Records from a dataset:

━━━━━━

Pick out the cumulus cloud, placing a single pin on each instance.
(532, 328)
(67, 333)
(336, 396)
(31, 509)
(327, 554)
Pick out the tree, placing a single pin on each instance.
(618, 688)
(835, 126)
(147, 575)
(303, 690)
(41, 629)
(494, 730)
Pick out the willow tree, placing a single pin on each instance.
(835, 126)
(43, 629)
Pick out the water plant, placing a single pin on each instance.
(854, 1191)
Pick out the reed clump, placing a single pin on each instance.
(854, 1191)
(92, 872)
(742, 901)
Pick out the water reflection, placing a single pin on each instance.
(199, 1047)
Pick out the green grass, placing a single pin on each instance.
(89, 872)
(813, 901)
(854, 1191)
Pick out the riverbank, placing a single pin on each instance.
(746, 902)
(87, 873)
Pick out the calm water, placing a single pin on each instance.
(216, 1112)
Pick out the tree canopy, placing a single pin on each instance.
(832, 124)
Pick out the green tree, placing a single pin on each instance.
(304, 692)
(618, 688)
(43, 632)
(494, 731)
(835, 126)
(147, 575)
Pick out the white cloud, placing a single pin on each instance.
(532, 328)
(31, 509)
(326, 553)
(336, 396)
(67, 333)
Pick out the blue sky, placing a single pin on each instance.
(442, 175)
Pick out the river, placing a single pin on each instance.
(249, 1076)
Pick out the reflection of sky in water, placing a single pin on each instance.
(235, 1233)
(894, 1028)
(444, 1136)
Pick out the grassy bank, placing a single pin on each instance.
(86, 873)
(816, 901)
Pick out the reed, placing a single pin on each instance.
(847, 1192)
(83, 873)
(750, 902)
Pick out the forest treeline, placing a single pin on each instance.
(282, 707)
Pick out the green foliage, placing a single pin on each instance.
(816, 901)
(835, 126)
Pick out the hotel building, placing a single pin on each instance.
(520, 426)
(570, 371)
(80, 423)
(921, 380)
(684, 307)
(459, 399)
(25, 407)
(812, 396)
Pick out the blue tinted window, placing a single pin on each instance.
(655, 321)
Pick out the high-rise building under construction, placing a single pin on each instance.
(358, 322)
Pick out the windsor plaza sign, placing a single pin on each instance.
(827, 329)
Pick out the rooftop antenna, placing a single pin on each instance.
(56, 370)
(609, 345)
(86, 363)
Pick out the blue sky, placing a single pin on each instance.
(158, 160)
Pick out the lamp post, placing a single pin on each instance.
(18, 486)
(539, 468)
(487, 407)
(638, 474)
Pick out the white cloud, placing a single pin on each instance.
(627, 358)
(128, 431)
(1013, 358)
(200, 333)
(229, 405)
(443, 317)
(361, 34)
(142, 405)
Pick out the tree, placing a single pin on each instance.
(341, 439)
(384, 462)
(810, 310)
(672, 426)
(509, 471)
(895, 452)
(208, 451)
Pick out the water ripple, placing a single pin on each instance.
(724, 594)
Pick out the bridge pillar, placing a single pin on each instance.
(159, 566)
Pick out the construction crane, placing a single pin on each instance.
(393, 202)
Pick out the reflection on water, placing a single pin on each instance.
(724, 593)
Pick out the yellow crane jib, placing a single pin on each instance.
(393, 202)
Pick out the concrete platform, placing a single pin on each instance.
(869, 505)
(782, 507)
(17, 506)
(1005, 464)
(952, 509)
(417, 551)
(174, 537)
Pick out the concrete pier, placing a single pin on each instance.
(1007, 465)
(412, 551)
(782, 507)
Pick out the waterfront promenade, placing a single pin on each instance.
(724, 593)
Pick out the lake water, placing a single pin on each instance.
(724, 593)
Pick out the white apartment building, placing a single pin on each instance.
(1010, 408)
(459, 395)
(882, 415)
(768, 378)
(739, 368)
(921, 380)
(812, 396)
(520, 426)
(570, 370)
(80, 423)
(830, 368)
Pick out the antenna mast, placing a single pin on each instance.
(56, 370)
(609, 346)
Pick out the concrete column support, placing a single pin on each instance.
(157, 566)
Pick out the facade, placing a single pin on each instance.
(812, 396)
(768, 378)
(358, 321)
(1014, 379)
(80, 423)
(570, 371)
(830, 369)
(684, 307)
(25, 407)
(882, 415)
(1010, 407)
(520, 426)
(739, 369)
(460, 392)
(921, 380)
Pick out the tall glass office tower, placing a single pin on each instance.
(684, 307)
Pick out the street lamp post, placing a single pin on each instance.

━━━━━━

- Short exercise:
Rewrite every line, from the one containing "Pick out the tall" through the end of the records, shifting each pin coordinate by -99.

- The answer:
Pick out the tall glass office tower, placing a single pin on each instance.
(585, 208)
Pick out the street lamp post, placing a single pin on each instance.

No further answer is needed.